### Study material ###

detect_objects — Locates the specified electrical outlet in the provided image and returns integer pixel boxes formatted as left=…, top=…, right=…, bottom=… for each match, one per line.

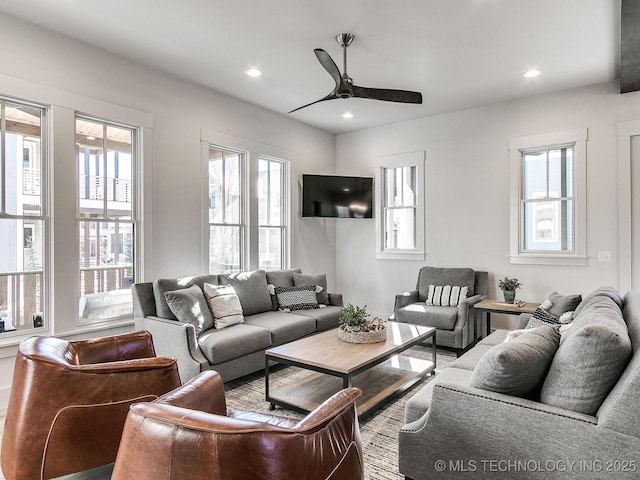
left=597, top=251, right=611, bottom=263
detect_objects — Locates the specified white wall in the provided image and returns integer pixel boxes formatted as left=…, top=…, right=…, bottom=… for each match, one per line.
left=0, top=13, right=336, bottom=408
left=335, top=81, right=640, bottom=327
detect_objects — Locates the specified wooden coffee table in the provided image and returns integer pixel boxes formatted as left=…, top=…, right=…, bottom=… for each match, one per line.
left=265, top=321, right=436, bottom=418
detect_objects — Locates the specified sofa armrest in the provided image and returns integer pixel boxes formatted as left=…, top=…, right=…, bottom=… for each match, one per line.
left=135, top=316, right=208, bottom=383
left=399, top=382, right=640, bottom=480
left=394, top=290, right=419, bottom=311
left=515, top=312, right=532, bottom=329
left=328, top=293, right=343, bottom=307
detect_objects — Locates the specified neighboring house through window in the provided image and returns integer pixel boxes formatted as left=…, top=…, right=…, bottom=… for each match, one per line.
left=509, top=128, right=587, bottom=265
left=376, top=151, right=426, bottom=260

###

- **Your task**: Exactly as written, give every entry again, but not the pictures.

- **Exercise result**:
detect_objects — Locates the specified electrical outlet in the provided image and returns integer pixel boxes formatted as left=…, top=…, right=…, bottom=… for each match, one per line.

left=597, top=251, right=611, bottom=263
detect_objects — Locates the specified white wall in the provided image and returns integer pixel boxes formatted as left=…, top=…, right=…, bottom=… for each match, one per line.
left=0, top=13, right=336, bottom=408
left=335, top=81, right=640, bottom=327
detect_objects — Locates the specified wooden coffee table in the provided image and returns integer pixel boxes formatted as left=…, top=…, right=…, bottom=… for each match, one per line.
left=265, top=321, right=436, bottom=418
detect_objects — Locates the specified sofa armrest in the provided image and returns integer pixel boxes formatted as left=…, top=…, right=…, bottom=… for each match, one per line.
left=135, top=316, right=208, bottom=383
left=399, top=382, right=640, bottom=480
left=394, top=290, right=419, bottom=311
left=515, top=312, right=532, bottom=329
left=328, top=293, right=343, bottom=307
detect_objects — Locates the specified neighboring house through window in the provided image and returns integer pixel boxes formatted as left=…, top=…, right=…, bottom=… for each match, one per line.
left=509, top=128, right=587, bottom=265
left=376, top=151, right=426, bottom=260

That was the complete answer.